What the exercise asks:
Convert the listing below into a Markdown table with the columns Row and Line, giving each non-blank line its own numbered row. Omit the pictures from the table.

═══ Records shown

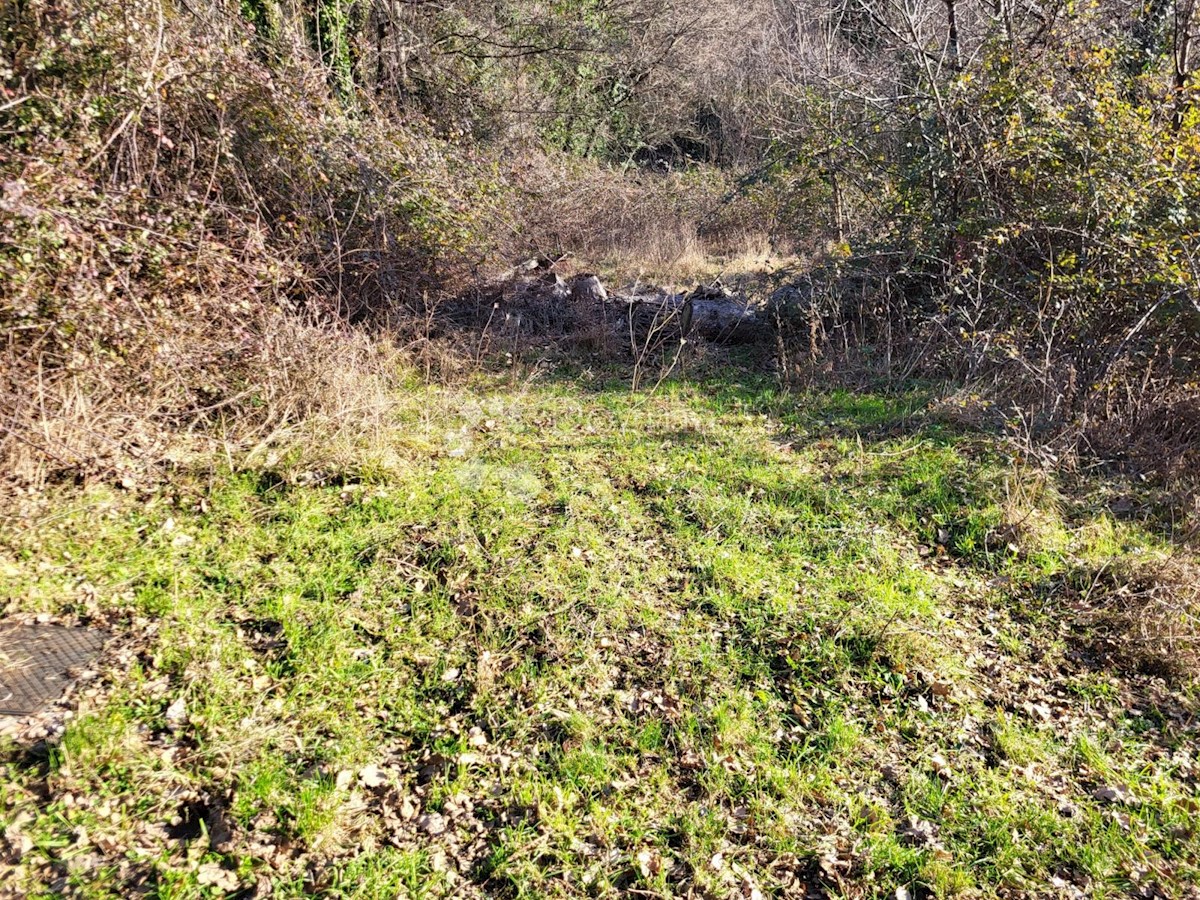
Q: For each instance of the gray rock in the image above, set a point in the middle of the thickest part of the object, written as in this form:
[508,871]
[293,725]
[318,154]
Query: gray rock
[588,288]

══════

Correct result:
| Row | Line |
|---|---|
| 1 | Q: For each instance of the gray rock in the image above, set a point in the middle of the thickest part of the object, written as in this form: |
| 2 | [508,871] |
| 3 | [293,725] |
| 4 | [318,154] |
| 5 | Query: gray rock |
| 6 | [588,288] |